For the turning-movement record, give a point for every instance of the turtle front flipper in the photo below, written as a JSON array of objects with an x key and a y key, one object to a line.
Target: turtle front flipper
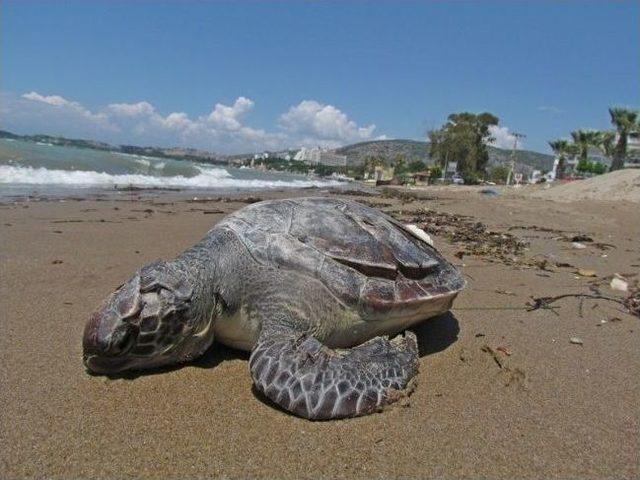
[{"x": 308, "y": 379}]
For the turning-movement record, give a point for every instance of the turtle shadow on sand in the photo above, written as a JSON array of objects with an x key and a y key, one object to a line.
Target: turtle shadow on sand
[{"x": 434, "y": 335}]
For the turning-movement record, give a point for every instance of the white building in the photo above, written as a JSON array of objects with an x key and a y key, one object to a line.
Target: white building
[{"x": 317, "y": 155}]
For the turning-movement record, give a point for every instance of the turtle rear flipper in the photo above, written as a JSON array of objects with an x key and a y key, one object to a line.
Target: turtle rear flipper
[{"x": 308, "y": 379}]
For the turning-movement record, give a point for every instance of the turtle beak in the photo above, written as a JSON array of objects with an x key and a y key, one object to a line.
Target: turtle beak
[{"x": 107, "y": 336}]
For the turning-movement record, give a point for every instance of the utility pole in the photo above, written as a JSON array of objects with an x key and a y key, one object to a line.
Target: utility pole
[{"x": 512, "y": 171}]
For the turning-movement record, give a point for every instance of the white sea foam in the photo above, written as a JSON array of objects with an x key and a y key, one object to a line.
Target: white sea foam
[{"x": 207, "y": 178}]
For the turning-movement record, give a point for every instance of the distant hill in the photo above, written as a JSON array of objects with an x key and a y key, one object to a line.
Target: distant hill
[{"x": 414, "y": 149}]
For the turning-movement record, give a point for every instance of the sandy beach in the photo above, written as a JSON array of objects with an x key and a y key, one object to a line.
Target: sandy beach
[{"x": 502, "y": 391}]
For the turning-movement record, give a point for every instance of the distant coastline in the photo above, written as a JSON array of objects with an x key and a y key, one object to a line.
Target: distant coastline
[{"x": 355, "y": 153}]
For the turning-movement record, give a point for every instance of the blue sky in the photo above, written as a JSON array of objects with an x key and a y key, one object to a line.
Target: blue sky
[{"x": 246, "y": 76}]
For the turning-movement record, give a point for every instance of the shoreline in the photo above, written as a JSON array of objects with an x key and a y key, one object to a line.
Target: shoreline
[{"x": 547, "y": 408}]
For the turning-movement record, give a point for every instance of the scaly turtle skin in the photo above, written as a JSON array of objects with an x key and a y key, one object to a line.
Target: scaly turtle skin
[{"x": 310, "y": 286}]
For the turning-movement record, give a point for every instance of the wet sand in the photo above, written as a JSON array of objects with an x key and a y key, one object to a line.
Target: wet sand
[{"x": 502, "y": 393}]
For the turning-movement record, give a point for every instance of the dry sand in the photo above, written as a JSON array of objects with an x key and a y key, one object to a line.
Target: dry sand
[
  {"x": 621, "y": 185},
  {"x": 550, "y": 409}
]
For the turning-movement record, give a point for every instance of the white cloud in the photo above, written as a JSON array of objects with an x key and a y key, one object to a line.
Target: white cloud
[
  {"x": 223, "y": 129},
  {"x": 63, "y": 103},
  {"x": 550, "y": 109},
  {"x": 131, "y": 109},
  {"x": 56, "y": 100},
  {"x": 227, "y": 117},
  {"x": 502, "y": 137},
  {"x": 323, "y": 124}
]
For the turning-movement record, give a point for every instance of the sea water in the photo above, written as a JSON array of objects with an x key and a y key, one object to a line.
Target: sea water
[{"x": 27, "y": 167}]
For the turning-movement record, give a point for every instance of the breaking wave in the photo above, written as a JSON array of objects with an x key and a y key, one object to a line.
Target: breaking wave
[{"x": 206, "y": 178}]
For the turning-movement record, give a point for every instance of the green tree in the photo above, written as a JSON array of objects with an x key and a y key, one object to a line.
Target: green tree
[
  {"x": 585, "y": 139},
  {"x": 625, "y": 120},
  {"x": 435, "y": 172},
  {"x": 399, "y": 163},
  {"x": 416, "y": 166},
  {"x": 463, "y": 139},
  {"x": 562, "y": 149},
  {"x": 499, "y": 174}
]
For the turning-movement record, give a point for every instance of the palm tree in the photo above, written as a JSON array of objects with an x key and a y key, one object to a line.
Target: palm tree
[
  {"x": 607, "y": 143},
  {"x": 585, "y": 139},
  {"x": 624, "y": 120},
  {"x": 562, "y": 148}
]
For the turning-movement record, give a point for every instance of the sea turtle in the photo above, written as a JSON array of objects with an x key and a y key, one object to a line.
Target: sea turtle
[{"x": 311, "y": 286}]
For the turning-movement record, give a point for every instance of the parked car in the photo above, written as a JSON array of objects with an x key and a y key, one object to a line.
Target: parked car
[{"x": 457, "y": 179}]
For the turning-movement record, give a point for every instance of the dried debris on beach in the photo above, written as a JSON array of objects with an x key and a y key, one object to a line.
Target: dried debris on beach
[{"x": 473, "y": 237}]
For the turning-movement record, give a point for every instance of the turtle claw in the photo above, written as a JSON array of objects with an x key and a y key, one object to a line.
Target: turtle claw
[{"x": 308, "y": 379}]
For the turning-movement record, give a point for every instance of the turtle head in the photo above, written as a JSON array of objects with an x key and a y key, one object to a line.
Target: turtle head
[{"x": 148, "y": 322}]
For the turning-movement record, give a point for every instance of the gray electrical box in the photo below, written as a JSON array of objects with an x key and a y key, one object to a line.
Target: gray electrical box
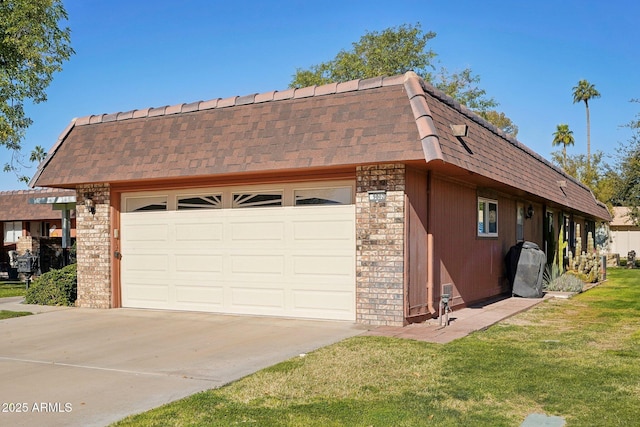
[{"x": 526, "y": 263}]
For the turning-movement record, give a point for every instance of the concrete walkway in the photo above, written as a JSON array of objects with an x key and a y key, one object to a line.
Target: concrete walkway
[
  {"x": 461, "y": 322},
  {"x": 67, "y": 366}
]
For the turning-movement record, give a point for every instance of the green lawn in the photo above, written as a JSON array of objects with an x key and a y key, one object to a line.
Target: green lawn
[
  {"x": 577, "y": 358},
  {"x": 12, "y": 289}
]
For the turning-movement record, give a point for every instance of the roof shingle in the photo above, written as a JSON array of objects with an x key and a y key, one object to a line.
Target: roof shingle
[{"x": 384, "y": 119}]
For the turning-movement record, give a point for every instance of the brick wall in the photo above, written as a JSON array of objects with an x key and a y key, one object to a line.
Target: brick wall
[
  {"x": 93, "y": 247},
  {"x": 380, "y": 245}
]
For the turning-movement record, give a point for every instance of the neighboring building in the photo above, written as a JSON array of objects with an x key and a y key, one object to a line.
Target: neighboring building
[
  {"x": 625, "y": 236},
  {"x": 33, "y": 227},
  {"x": 353, "y": 201}
]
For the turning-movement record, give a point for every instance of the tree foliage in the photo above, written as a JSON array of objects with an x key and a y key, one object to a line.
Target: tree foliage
[
  {"x": 397, "y": 50},
  {"x": 33, "y": 47},
  {"x": 563, "y": 136},
  {"x": 386, "y": 53}
]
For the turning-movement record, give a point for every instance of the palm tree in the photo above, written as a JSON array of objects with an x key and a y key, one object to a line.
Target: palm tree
[
  {"x": 563, "y": 136},
  {"x": 584, "y": 92}
]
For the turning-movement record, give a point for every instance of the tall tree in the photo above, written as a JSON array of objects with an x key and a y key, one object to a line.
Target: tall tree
[
  {"x": 586, "y": 91},
  {"x": 563, "y": 136},
  {"x": 33, "y": 47},
  {"x": 397, "y": 50}
]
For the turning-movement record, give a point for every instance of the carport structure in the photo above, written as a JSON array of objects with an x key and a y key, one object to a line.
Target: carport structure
[{"x": 354, "y": 201}]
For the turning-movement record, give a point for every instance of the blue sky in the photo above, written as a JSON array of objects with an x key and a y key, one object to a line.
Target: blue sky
[{"x": 528, "y": 54}]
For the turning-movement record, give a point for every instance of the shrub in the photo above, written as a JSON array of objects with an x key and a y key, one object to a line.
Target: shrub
[
  {"x": 566, "y": 283},
  {"x": 583, "y": 277},
  {"x": 56, "y": 287}
]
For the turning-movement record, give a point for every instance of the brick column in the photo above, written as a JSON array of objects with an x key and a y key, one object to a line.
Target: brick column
[
  {"x": 93, "y": 237},
  {"x": 380, "y": 246}
]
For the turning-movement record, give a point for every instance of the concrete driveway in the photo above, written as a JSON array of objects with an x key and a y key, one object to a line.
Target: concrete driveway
[{"x": 84, "y": 367}]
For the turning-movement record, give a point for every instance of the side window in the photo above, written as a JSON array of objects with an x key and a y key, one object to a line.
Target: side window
[
  {"x": 487, "y": 217},
  {"x": 257, "y": 200},
  {"x": 140, "y": 204},
  {"x": 323, "y": 196},
  {"x": 12, "y": 231},
  {"x": 520, "y": 222},
  {"x": 213, "y": 201}
]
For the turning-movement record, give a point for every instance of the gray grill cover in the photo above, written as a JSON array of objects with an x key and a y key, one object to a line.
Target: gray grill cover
[{"x": 527, "y": 282}]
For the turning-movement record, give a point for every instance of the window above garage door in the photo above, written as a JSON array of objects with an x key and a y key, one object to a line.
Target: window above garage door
[{"x": 332, "y": 193}]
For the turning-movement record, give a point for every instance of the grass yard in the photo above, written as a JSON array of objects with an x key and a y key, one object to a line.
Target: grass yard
[
  {"x": 577, "y": 358},
  {"x": 12, "y": 289}
]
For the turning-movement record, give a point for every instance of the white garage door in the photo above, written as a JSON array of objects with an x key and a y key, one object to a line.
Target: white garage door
[{"x": 287, "y": 251}]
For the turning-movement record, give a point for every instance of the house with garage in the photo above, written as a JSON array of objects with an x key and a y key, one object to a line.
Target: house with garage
[
  {"x": 353, "y": 201},
  {"x": 34, "y": 227}
]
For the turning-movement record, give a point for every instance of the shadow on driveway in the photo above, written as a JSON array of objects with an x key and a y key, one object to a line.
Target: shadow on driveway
[{"x": 88, "y": 367}]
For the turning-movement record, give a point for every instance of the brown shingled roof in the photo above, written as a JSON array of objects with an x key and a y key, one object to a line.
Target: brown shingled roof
[
  {"x": 379, "y": 120},
  {"x": 15, "y": 206}
]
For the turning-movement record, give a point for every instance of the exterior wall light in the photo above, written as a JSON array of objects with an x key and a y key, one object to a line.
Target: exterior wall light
[
  {"x": 530, "y": 212},
  {"x": 460, "y": 130}
]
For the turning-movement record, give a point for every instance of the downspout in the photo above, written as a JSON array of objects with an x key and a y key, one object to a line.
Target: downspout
[{"x": 430, "y": 257}]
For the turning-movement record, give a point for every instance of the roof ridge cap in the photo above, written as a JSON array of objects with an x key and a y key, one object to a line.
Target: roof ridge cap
[
  {"x": 238, "y": 100},
  {"x": 33, "y": 191}
]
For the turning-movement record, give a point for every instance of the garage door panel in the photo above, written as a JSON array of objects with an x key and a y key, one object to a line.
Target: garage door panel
[
  {"x": 314, "y": 302},
  {"x": 144, "y": 293},
  {"x": 146, "y": 234},
  {"x": 198, "y": 263},
  {"x": 323, "y": 230},
  {"x": 251, "y": 297},
  {"x": 247, "y": 233},
  {"x": 154, "y": 264},
  {"x": 206, "y": 297},
  {"x": 257, "y": 264}
]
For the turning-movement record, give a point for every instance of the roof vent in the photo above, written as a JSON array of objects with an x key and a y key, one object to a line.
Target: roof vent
[{"x": 460, "y": 130}]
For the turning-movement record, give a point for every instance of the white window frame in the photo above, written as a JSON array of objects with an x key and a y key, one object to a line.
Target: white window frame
[
  {"x": 484, "y": 217},
  {"x": 520, "y": 215}
]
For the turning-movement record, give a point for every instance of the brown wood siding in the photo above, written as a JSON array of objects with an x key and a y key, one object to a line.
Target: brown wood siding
[{"x": 417, "y": 296}]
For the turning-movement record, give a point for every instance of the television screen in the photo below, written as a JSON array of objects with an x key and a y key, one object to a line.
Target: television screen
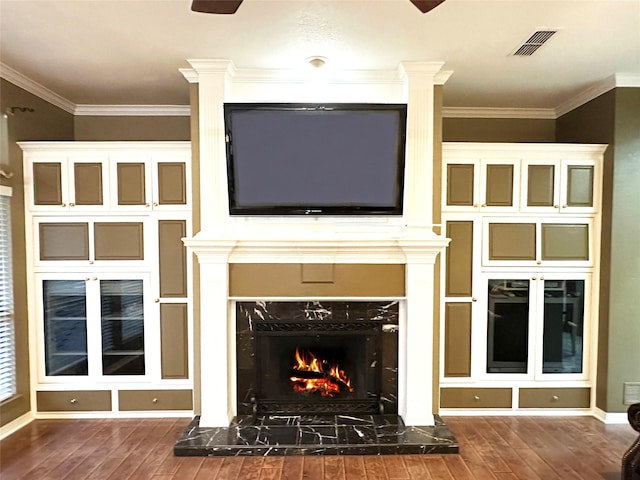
[{"x": 331, "y": 159}]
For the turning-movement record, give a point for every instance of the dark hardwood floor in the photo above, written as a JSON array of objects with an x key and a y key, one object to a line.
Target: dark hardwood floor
[{"x": 491, "y": 448}]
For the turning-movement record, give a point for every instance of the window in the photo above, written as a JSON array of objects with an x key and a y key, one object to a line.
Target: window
[{"x": 7, "y": 346}]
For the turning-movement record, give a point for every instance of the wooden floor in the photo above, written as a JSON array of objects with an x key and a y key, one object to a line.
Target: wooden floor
[{"x": 492, "y": 448}]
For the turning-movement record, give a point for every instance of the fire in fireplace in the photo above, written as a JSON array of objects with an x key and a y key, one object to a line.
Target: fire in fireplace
[
  {"x": 317, "y": 357},
  {"x": 315, "y": 374}
]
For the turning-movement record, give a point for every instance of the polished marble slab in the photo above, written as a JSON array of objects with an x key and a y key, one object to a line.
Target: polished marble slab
[{"x": 315, "y": 435}]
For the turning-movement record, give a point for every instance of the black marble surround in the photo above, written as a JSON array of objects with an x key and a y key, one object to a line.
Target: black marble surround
[
  {"x": 316, "y": 435},
  {"x": 377, "y": 319}
]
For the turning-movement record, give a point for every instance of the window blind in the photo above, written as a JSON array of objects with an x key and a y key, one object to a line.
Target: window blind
[{"x": 7, "y": 343}]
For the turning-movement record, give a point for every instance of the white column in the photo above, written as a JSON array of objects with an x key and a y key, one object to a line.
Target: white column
[
  {"x": 217, "y": 385},
  {"x": 213, "y": 78},
  {"x": 419, "y": 81},
  {"x": 416, "y": 365}
]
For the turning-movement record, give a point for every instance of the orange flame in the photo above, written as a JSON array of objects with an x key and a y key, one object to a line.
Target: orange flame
[{"x": 330, "y": 379}]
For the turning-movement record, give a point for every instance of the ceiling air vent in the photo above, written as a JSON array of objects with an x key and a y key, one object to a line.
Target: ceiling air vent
[{"x": 534, "y": 42}]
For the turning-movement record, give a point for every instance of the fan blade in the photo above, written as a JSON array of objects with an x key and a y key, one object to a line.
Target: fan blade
[
  {"x": 216, "y": 6},
  {"x": 426, "y": 5}
]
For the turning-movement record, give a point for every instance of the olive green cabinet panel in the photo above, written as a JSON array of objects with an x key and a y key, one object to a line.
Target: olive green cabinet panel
[
  {"x": 172, "y": 184},
  {"x": 475, "y": 397},
  {"x": 565, "y": 241},
  {"x": 499, "y": 185},
  {"x": 460, "y": 185},
  {"x": 88, "y": 183},
  {"x": 132, "y": 400},
  {"x": 172, "y": 257},
  {"x": 73, "y": 401},
  {"x": 119, "y": 240},
  {"x": 512, "y": 241},
  {"x": 174, "y": 340},
  {"x": 457, "y": 339},
  {"x": 64, "y": 241},
  {"x": 47, "y": 184},
  {"x": 541, "y": 186},
  {"x": 131, "y": 184},
  {"x": 459, "y": 259},
  {"x": 554, "y": 398}
]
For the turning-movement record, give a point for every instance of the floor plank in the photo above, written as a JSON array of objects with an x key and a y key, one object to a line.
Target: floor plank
[{"x": 491, "y": 448}]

» Exercise goal: Exactly and only the lines from the line containing "of the orange" through the last line of the entries should be copied, both ends included.

» Written solution:
For the turning-movement record, give a point for every instance of the orange flame in the photo above, written as a JSON array of objects with an x key and a y key, one object to a line.
Target: orange flame
[{"x": 330, "y": 379}]
For the turning-movement record, give a point for every instance of the ceiling air vent in the photo above, written as a JSON array of objects with an x key and a y key, one object to a line.
Target: ceiling air vent
[{"x": 534, "y": 42}]
For the turning-movement record, give a point for every instance of the fan blade in the photo above, written as a JSON array of objects with an x key and a y key, one object to a line.
Target: fan blade
[
  {"x": 216, "y": 6},
  {"x": 426, "y": 5}
]
For the turning-movement record, give a point for every instance of the olive green cabinet panel in the photo above, written as a JSON array of objects with an x key and a y key, one object to a line.
Target: olive green cabinet panel
[
  {"x": 172, "y": 184},
  {"x": 475, "y": 397},
  {"x": 565, "y": 241},
  {"x": 499, "y": 185},
  {"x": 460, "y": 185},
  {"x": 88, "y": 183},
  {"x": 132, "y": 400},
  {"x": 172, "y": 257},
  {"x": 73, "y": 401},
  {"x": 119, "y": 240},
  {"x": 512, "y": 241},
  {"x": 174, "y": 340},
  {"x": 457, "y": 339},
  {"x": 64, "y": 241},
  {"x": 47, "y": 184},
  {"x": 541, "y": 186},
  {"x": 131, "y": 184},
  {"x": 459, "y": 259},
  {"x": 554, "y": 398}
]
For the turning-movement record, give a point for every instance of the floor plank in the photo above, written as a JSON array of objects with an x key and a y key, one object to a line.
Target: floor plank
[{"x": 491, "y": 448}]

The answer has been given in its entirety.